GIVEN INSTRUCTION
Render every line of the records below as a numbered list, omitting any blank lines.

(Outline annotation records)

>>>

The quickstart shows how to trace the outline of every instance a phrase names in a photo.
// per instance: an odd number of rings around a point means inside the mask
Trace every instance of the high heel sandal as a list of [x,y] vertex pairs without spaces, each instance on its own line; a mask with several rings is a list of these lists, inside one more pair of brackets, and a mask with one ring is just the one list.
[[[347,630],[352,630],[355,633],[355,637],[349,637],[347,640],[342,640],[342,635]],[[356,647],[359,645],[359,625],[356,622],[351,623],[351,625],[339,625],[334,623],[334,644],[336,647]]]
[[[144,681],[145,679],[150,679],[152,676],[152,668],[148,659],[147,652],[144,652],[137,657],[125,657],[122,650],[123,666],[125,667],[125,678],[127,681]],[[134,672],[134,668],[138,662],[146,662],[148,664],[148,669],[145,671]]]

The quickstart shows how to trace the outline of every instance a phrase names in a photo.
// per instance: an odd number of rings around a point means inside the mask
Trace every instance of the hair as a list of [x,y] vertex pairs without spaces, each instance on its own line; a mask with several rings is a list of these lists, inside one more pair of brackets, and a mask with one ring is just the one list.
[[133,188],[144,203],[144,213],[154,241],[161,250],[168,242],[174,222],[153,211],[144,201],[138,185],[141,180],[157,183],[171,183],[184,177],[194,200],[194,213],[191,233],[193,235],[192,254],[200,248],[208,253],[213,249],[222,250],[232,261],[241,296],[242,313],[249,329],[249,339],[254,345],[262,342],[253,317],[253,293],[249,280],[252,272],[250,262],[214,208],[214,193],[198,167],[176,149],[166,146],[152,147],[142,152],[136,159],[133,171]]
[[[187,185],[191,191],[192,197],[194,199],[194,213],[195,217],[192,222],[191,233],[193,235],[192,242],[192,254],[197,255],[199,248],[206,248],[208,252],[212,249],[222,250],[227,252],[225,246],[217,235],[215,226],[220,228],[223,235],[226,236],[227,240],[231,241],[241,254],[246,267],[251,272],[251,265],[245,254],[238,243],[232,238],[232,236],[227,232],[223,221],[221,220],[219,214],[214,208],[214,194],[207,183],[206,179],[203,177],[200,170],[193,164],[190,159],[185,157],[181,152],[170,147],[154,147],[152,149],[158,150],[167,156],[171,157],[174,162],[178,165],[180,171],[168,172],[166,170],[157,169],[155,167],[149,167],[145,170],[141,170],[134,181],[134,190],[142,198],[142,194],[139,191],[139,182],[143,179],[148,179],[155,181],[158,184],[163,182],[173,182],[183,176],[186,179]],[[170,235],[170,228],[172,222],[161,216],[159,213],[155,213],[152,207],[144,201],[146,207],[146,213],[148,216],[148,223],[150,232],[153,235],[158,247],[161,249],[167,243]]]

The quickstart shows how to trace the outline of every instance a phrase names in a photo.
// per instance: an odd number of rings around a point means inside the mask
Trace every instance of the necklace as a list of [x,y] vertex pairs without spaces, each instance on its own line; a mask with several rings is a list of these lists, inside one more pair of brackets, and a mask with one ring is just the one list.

<<<

THE OUTPUT
1. The quickstart shows how to trace the outline of every instance a phrase names in a photo.
2. // per instance: an odd number of rings around a point means inside the mask
3. Trace every instance of the high heel sandal as a list of [x,y] vertex pairs without spaces, each instance on its own line; a mask with several rings is a list of these lists, inside one more pair of brackets, and a mask with one ring is just the one list.
4. [[[347,630],[352,630],[355,633],[355,637],[349,637],[347,640],[342,640],[342,635]],[[356,647],[359,645],[359,625],[356,622],[351,623],[351,625],[339,625],[334,623],[334,644],[336,647]]]
5. [[[144,681],[145,679],[150,679],[152,676],[152,668],[148,659],[147,652],[144,652],[137,657],[125,657],[122,650],[123,666],[125,667],[125,678],[127,681]],[[134,672],[134,668],[138,662],[146,662],[148,664],[148,669],[145,671]]]
6. The quickstart shows how to trace the outline of every instance a phrase names in a photo.
7. // per instance: an odd number of rings around a point means inside the mask
8. Trace every instance of the hair as a list of [x,y] vertex pairs without spaces, each instance on its own line; a mask with several rings is a list of these lists, inside one more pair of brackets, and a mask with one ring is just the one list.
9. [[133,188],[144,203],[144,213],[154,241],[161,250],[168,242],[174,222],[153,211],[144,201],[138,185],[141,180],[157,183],[171,183],[184,177],[194,200],[194,213],[191,233],[193,235],[192,254],[200,248],[208,253],[213,249],[222,250],[232,261],[241,296],[242,313],[249,329],[249,339],[254,345],[262,342],[253,317],[253,293],[249,280],[252,272],[250,262],[214,208],[214,193],[198,167],[176,149],[166,146],[152,147],[142,152],[136,159],[133,171]]
10. [[[187,185],[191,191],[192,197],[194,199],[194,213],[195,217],[192,222],[191,233],[193,235],[192,242],[192,254],[197,255],[199,248],[206,248],[208,252],[212,249],[222,250],[227,252],[225,246],[217,235],[215,226],[220,228],[223,235],[226,236],[227,240],[231,241],[241,254],[246,267],[251,272],[251,265],[245,254],[238,243],[232,238],[232,236],[227,232],[223,221],[221,220],[219,214],[214,208],[214,194],[207,183],[206,179],[203,177],[200,170],[193,164],[190,159],[185,157],[181,152],[170,147],[154,147],[152,149],[158,150],[167,156],[171,157],[174,162],[178,165],[180,171],[168,172],[166,170],[157,169],[155,167],[149,167],[145,170],[141,170],[134,181],[134,190],[142,198],[142,194],[139,191],[139,182],[143,179],[148,179],[155,181],[158,184],[163,182],[173,182],[183,176],[186,179]],[[170,235],[170,228],[172,222],[161,216],[159,213],[155,213],[152,207],[144,201],[146,207],[146,213],[148,216],[148,223],[150,232],[153,235],[158,247],[161,249],[167,243]]]
11. The quickstart shows how to trace the outline of every instance a phrase names in a photo.
12. // per instance: an odd number of rings around a point means inside the mask
13. Trace every instance of the necklace as a list of [x,y] vertex pairs without spaces, each instance on its own line; a mask with several rings is a list of these lists, inside one more pair of brackets, and a mask with one ring is just the one list.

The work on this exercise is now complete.